Start of Data in this exercise

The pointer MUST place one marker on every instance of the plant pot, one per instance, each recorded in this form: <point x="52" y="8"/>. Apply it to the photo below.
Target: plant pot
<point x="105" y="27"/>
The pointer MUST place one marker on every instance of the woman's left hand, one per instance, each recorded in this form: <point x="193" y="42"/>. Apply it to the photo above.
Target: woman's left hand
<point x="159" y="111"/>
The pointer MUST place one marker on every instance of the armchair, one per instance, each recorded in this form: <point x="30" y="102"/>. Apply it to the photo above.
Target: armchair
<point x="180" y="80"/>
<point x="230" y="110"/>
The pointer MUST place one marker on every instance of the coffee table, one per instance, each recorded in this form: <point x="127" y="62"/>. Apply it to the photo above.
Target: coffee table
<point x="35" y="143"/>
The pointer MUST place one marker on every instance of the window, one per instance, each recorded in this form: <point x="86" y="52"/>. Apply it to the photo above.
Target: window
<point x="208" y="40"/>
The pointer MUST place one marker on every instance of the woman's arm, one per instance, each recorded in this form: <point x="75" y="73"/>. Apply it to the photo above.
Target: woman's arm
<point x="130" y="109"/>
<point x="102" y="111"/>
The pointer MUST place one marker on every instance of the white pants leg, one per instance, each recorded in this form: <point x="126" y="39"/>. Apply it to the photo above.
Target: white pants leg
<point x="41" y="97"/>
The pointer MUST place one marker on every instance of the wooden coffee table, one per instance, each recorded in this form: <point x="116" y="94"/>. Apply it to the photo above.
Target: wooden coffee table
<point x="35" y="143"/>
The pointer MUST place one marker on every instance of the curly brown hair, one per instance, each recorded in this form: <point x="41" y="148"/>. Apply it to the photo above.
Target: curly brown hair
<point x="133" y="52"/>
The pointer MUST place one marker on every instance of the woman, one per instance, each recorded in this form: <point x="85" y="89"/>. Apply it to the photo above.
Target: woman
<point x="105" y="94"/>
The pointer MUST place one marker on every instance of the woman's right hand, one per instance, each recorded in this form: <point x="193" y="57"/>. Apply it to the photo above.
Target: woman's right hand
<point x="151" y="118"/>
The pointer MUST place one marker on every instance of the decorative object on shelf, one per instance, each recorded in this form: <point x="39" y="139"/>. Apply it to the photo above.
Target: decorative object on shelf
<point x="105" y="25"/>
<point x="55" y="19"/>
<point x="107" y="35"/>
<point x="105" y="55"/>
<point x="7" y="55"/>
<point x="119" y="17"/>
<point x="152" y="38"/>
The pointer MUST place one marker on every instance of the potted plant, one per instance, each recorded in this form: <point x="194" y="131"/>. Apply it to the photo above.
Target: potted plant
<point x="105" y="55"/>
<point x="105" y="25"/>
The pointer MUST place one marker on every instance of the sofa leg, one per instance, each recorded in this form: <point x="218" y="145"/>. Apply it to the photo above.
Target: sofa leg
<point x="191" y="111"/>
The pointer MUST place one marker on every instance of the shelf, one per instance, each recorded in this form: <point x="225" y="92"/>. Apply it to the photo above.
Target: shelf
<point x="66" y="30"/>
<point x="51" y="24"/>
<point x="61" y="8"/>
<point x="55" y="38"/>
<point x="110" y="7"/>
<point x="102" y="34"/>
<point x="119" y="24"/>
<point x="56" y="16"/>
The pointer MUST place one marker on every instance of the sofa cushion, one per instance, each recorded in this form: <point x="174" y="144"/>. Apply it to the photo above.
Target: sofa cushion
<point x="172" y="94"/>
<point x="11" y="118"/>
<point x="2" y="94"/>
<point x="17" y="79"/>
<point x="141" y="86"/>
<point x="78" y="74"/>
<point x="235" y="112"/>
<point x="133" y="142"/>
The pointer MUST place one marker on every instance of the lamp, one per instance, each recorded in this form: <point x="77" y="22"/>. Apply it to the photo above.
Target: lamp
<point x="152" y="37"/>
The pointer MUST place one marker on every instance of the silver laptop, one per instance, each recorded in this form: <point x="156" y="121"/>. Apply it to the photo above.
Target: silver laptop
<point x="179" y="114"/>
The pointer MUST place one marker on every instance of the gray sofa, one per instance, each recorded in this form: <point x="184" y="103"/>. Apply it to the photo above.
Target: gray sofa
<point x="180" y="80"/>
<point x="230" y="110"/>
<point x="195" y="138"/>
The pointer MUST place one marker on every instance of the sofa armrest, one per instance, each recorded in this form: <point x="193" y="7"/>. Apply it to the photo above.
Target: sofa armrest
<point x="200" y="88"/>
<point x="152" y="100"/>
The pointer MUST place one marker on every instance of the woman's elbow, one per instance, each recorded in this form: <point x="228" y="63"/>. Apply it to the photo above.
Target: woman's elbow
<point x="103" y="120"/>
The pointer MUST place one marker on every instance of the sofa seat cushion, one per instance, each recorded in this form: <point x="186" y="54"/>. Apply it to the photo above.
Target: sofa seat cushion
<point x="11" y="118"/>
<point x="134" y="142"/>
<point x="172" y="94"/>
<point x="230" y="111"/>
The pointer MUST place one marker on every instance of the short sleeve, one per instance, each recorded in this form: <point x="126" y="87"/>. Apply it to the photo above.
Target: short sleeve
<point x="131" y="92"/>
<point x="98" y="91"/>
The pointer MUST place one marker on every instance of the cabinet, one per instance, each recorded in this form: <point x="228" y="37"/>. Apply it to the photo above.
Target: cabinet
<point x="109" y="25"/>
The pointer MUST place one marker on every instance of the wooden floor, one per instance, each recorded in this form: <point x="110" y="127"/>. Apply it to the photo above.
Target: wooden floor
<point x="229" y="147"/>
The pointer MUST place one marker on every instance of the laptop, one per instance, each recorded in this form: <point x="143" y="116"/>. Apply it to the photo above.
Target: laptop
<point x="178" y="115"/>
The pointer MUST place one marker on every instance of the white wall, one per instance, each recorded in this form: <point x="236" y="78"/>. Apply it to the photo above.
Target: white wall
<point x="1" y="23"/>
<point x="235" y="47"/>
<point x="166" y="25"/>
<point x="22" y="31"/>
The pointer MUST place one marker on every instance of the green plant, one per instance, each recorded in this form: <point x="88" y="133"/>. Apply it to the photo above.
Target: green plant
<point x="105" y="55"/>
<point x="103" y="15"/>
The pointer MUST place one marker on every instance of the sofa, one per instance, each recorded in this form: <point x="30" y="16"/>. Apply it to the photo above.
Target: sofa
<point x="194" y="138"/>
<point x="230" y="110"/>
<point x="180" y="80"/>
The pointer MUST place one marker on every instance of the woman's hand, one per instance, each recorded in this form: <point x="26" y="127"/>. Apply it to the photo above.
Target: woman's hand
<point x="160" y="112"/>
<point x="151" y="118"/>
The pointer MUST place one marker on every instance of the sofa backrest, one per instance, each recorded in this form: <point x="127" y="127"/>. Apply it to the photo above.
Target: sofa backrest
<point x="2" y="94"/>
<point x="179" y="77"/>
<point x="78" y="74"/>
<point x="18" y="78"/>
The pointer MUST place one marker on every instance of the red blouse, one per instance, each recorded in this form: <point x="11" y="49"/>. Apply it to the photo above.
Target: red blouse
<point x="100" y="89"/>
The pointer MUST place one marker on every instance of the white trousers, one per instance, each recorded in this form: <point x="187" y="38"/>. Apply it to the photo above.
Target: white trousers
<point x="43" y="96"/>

End of Data in this exercise

— Problem description —
Retype each of the preceding records exactly as printed.

— Answer box —
The pointer MUST place one marker on every instance of the plant pot, one per instance, each recorded in this form: <point x="52" y="8"/>. Apply it to the photo below.
Target: plant pot
<point x="105" y="27"/>
The pointer MUST place one marker on every instance of the woman's left hand, one per instance, each recorded in this form: <point x="193" y="42"/>. Apply it to the photo above.
Target: woman's left hand
<point x="159" y="111"/>
The pointer MUST place one marker on every instance of the armchair, one per instance, each recorded in this form: <point x="30" y="102"/>. Apply it to the photo above.
Target: armchair
<point x="180" y="80"/>
<point x="230" y="110"/>
The pointer MUST place one marker on every instance of the coffee table, one per instance, each recorded in this form: <point x="127" y="62"/>. Apply it to the photo above.
Target: coffee table
<point x="35" y="143"/>
The pointer MUST place one marker on every instance of the window, one per instance, each recorded in this form: <point x="86" y="52"/>. Apply it to the photo above.
Target: window
<point x="208" y="40"/>
The pointer MUST place one marker on every instance of the woman's arm, one per instance, each recorded in this form: <point x="75" y="73"/>. Apply it to the photo above.
Target: woman's arm
<point x="130" y="109"/>
<point x="102" y="111"/>
The pointer MUST place one marker on every instance of the white pants leg, one per instance, each recorded in this form: <point x="126" y="39"/>. Apply it to the photo above.
Target: white pants leg
<point x="41" y="97"/>
The pointer MUST place one marker on every instance of the wooden coffee table, one per instance, each recorded in this form: <point x="116" y="94"/>. Apply it to the photo above.
Target: wooden coffee table
<point x="35" y="143"/>
The pointer MUST place one marker on every instance of the curly brown hair, one per instance, each recorded in this form: <point x="41" y="148"/>. Apply it to the photo above.
Target: curly brown hair
<point x="133" y="52"/>
The pointer MUST place one marker on every instance of the woman, one per instance, each recorded in this form: <point x="85" y="89"/>. Apply it to the photo above.
Target: woman
<point x="105" y="94"/>
The pointer MUST place one marker on every instance of the woman's right hand, one per instance, each recorded in this form: <point x="193" y="57"/>. Apply it to the photo above.
Target: woman's right hand
<point x="151" y="118"/>
The pointer MUST place one marker on every instance of the decorative object on shelf, one per instance, each recorded in this form: <point x="39" y="139"/>. Apply it to the photo above.
Target: decorative object on shelf
<point x="105" y="25"/>
<point x="55" y="19"/>
<point x="107" y="35"/>
<point x="105" y="55"/>
<point x="7" y="55"/>
<point x="119" y="17"/>
<point x="152" y="38"/>
The pointer MUST place one marker on every instance of the potted plant, one per instance, each recorded in this form: <point x="194" y="131"/>. Apply it to the photo above.
Target: potted plant
<point x="105" y="55"/>
<point x="105" y="25"/>
The pointer MUST place one marker on every instance of the sofa leg, one per instance, each recorded in this form: <point x="218" y="145"/>. Apply it to the photo above.
Target: sofa leg
<point x="191" y="111"/>
The pointer MUST place one marker on every instance of the shelf, one per instance, each recorded in this form: <point x="225" y="92"/>. Apply it to the photo above.
Target: shelf
<point x="66" y="30"/>
<point x="51" y="24"/>
<point x="61" y="8"/>
<point x="55" y="38"/>
<point x="110" y="7"/>
<point x="102" y="34"/>
<point x="119" y="24"/>
<point x="56" y="16"/>
The pointer MUST place one marker on every instance of the sofa cushion, one per instance, each recorded in this form: <point x="174" y="144"/>. Apply it to the photo above.
Target: sofa cushion
<point x="172" y="94"/>
<point x="11" y="118"/>
<point x="2" y="94"/>
<point x="17" y="79"/>
<point x="141" y="86"/>
<point x="78" y="74"/>
<point x="235" y="112"/>
<point x="133" y="142"/>
The pointer MUST place one marker on every instance of the lamp, one per instance, each recorded in this form: <point x="77" y="22"/>. Apply it to the photo above.
Target: lamp
<point x="152" y="37"/>
The pointer MUST place one marker on every instance of the silver laptop, one per instance, each recorded in this form: <point x="156" y="121"/>. Apply it to the photo above.
Target: silver laptop
<point x="179" y="114"/>
The pointer MUST place one marker on every instance of the gray sofa, one per instance, each recorded in this form: <point x="184" y="103"/>. Apply it to the photo above.
Target: gray sofa
<point x="180" y="80"/>
<point x="230" y="110"/>
<point x="195" y="138"/>
The pointer MUST place one marker on every instance of the sofa armrest, one per instance, each recorded in this form: <point x="193" y="7"/>. Apply it to the photo above.
Target: sofa armrest
<point x="200" y="88"/>
<point x="152" y="100"/>
The pointer MUST place one marker on every instance of the woman's elbow, one per instance, each recorded in this form: <point x="228" y="63"/>. Apply it to the photo above.
Target: woman's elbow
<point x="103" y="120"/>
The pointer MUST place one marker on every instance of the sofa seat cushion, one per instance, each recorded in this form: <point x="186" y="54"/>. Apply it to the photo above.
Target: sofa seat cushion
<point x="11" y="118"/>
<point x="134" y="142"/>
<point x="172" y="94"/>
<point x="230" y="111"/>
The pointer MUST place one marker on every instance of the short sleeve, one per instance, each recorded in this form: <point x="126" y="87"/>. Apply it to the photo above.
Target: short sleeve
<point x="131" y="92"/>
<point x="98" y="91"/>
The pointer MUST place one marker on every instance of the cabinet, one per instance, each recorded in this form: <point x="228" y="37"/>. Apply it to the photo above.
Target: cabinet
<point x="109" y="25"/>
The pointer MUST place one marker on every instance of the wooden floor, one per instance, each recorded in this form: <point x="110" y="127"/>. Apply it to the photo above.
Target: wooden floor
<point x="229" y="147"/>
The pointer MUST place one marker on every instance of the laptop, one per instance, each recorded in this form: <point x="143" y="116"/>. Apply it to the photo above.
Target: laptop
<point x="178" y="115"/>
The pointer MUST place one marker on every instance of the white wall, one per instance, each recorded in this form: <point x="236" y="78"/>. Apply it to the photo above.
Target: white wall
<point x="1" y="23"/>
<point x="235" y="47"/>
<point x="166" y="25"/>
<point x="22" y="31"/>
The pointer MUST place one marker on every instance of the green plant, one per instance, each recorded in this form: <point x="88" y="133"/>. Apply it to the photo above.
Target: green plant
<point x="105" y="55"/>
<point x="103" y="15"/>
The pointer MUST place one marker on every instance of the sofa, one per instance, each recorded in this form: <point x="30" y="16"/>. Apply it to the photo above.
Target: sofa
<point x="194" y="138"/>
<point x="230" y="110"/>
<point x="180" y="80"/>
The pointer MUST place one marker on every instance of the woman's hand, one per instance, each recorded in this form: <point x="26" y="127"/>. Apply it to the photo above.
Target: woman's hand
<point x="160" y="112"/>
<point x="151" y="118"/>
The pointer MUST place one marker on every instance of the sofa backrest, one per instance, each recorded in this form: <point x="127" y="127"/>. Apply it to the photo above.
Target: sofa backrest
<point x="2" y="94"/>
<point x="179" y="77"/>
<point x="78" y="74"/>
<point x="18" y="78"/>
The pointer MUST place one marker on every instance of the red blouse, one per instance, each recorded in this form: <point x="11" y="49"/>. Apply it to the photo above.
Target: red blouse
<point x="100" y="89"/>
The pointer MUST place one marker on every instance of the white trousers, one per instance, each recorded in this form: <point x="187" y="38"/>. Apply it to the photo above.
Target: white trousers
<point x="43" y="96"/>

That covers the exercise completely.